# THE PROBLEM:
Rewrite the rows below as a numbered list, dropping any blank lines.

☆ ☆ ☆ ☆

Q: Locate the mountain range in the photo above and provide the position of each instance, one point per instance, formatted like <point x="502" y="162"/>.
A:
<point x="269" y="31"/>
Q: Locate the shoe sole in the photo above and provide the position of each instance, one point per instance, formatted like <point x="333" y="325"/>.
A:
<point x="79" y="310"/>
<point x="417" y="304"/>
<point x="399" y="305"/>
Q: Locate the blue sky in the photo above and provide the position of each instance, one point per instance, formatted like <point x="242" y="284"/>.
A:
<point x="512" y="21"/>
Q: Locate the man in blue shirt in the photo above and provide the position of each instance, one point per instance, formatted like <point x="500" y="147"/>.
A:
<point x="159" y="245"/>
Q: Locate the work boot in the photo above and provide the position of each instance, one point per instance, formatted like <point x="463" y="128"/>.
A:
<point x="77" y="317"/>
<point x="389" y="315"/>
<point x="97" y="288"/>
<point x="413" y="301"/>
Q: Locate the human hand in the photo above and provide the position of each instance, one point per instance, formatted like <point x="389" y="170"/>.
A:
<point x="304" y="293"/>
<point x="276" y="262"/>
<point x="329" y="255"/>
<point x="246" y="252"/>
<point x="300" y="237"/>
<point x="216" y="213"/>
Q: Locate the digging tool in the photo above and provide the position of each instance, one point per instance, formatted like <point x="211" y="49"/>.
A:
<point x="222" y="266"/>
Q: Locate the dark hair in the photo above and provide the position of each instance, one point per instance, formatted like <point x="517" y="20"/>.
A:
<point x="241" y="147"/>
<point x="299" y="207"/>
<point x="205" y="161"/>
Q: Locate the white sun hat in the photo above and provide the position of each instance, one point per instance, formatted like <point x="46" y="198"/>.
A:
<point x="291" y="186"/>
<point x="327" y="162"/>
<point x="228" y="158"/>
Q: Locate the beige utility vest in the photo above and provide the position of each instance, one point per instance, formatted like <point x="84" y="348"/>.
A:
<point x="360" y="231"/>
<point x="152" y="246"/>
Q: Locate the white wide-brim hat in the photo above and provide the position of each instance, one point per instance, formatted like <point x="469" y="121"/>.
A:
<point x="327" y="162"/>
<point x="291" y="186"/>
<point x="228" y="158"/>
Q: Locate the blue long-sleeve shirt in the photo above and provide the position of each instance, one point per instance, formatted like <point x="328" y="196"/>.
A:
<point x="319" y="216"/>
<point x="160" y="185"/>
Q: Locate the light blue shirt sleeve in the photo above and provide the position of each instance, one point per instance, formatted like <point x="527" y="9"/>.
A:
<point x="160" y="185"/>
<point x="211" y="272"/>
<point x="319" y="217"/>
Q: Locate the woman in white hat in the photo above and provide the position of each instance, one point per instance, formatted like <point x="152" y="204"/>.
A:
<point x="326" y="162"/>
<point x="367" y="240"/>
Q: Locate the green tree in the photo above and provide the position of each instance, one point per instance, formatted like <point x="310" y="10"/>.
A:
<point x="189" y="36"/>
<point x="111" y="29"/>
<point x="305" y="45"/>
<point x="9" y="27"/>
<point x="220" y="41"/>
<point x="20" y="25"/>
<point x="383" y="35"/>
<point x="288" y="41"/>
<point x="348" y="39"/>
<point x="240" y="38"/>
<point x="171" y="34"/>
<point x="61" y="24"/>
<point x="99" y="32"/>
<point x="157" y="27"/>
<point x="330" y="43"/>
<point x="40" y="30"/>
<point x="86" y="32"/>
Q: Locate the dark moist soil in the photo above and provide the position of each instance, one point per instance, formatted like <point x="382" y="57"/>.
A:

☆ ☆ ☆ ☆

# IN RESPONSE:
1. Q: Locate the mountain range in the photo above and provide the position of each instance, one point per instance, formatted like <point x="502" y="162"/>.
2. A:
3. <point x="269" y="31"/>
4. Q: Locate the shoe sole in the photo above and provide the position of each instance, one point per instance, formatted like <point x="333" y="325"/>.
5. A:
6. <point x="79" y="310"/>
7. <point x="417" y="304"/>
8. <point x="399" y="305"/>
9. Q: Locate the blue sky in the photo above and provide the position of each instance, one point per instance, formatted like <point x="242" y="284"/>.
10. A:
11. <point x="512" y="21"/>
12. Q: Locate the man in blue shirt in the photo above and provide the position of each instance, one point per instance, formatted like <point x="500" y="147"/>.
13. A:
14. <point x="159" y="245"/>
15. Q: Locate the work boot in the photo above and provide the position of each instance, one point per instance, formatted like <point x="463" y="128"/>.
16. A:
17. <point x="77" y="317"/>
18. <point x="389" y="315"/>
19. <point x="97" y="288"/>
20. <point x="413" y="301"/>
21. Q: Locate the human hand in the photo above and provide the position of each instance, one point per instance, formatted like <point x="389" y="170"/>.
22. A:
23. <point x="304" y="293"/>
24. <point x="276" y="262"/>
25. <point x="329" y="255"/>
26. <point x="246" y="252"/>
27. <point x="300" y="237"/>
28. <point x="216" y="213"/>
29. Q: Locate the digging tool in the photo above and provide the position of each instance, one point per instance, formatted like <point x="211" y="49"/>.
30. A:
31. <point x="222" y="266"/>
32. Q: Locate the dark hair in the photo above and provide the position of each instance, one point per instance, formatted like <point x="517" y="20"/>.
33. A:
34. <point x="241" y="147"/>
35. <point x="299" y="207"/>
36. <point x="205" y="161"/>
37. Q: Locate the white sun hat in the photo above and provide the position of each instance, one point per instance, formatted like <point x="46" y="198"/>.
38. A:
39. <point x="291" y="186"/>
40. <point x="327" y="162"/>
41. <point x="228" y="158"/>
42. Q: Locate the beige utility vest in the photo above and provide the position of each instance, one point per instance, formatted like <point x="84" y="348"/>.
43. A:
44. <point x="360" y="231"/>
45. <point x="152" y="246"/>
46. Q: Locate the white wide-brim hat in the photo above and provide the position of each instance, one point per instance, formatted like <point x="469" y="121"/>.
47. A:
48. <point x="327" y="162"/>
49. <point x="291" y="186"/>
50. <point x="228" y="158"/>
51. Q: Locate the blue long-sleeve shirt in the photo above and provide the position of each instance, one point per instance, formatted like <point x="328" y="196"/>.
52. A:
53. <point x="319" y="216"/>
54. <point x="160" y="185"/>
55. Q: Locate the light blue shirt sleeve in the photo above and provide the position of each instance, one point per instance, formatted like <point x="527" y="9"/>.
56. A:
57. <point x="160" y="185"/>
58. <point x="211" y="272"/>
59. <point x="319" y="217"/>
60. Q: Locate the woman in white hat in the photo above and provide the position of each instance, one point per instance, formatted like <point x="152" y="204"/>.
61. A:
62. <point x="326" y="162"/>
63. <point x="367" y="240"/>
64. Q: Locate the green tree in the photo above and provide the position of each instance, one point per instance, formatted like <point x="310" y="10"/>.
65. A:
66. <point x="189" y="36"/>
67. <point x="111" y="29"/>
68. <point x="305" y="45"/>
69. <point x="9" y="27"/>
70. <point x="220" y="41"/>
71. <point x="20" y="25"/>
72. <point x="383" y="35"/>
73. <point x="288" y="41"/>
74. <point x="348" y="39"/>
75. <point x="240" y="38"/>
76. <point x="171" y="34"/>
77. <point x="61" y="24"/>
78. <point x="99" y="32"/>
79. <point x="157" y="27"/>
80. <point x="330" y="43"/>
81. <point x="40" y="30"/>
82. <point x="86" y="32"/>
83. Q: Locate the dark moist soil in the photo above and provide the position of each instance, one point per instance, formatted like <point x="382" y="57"/>.
84. A:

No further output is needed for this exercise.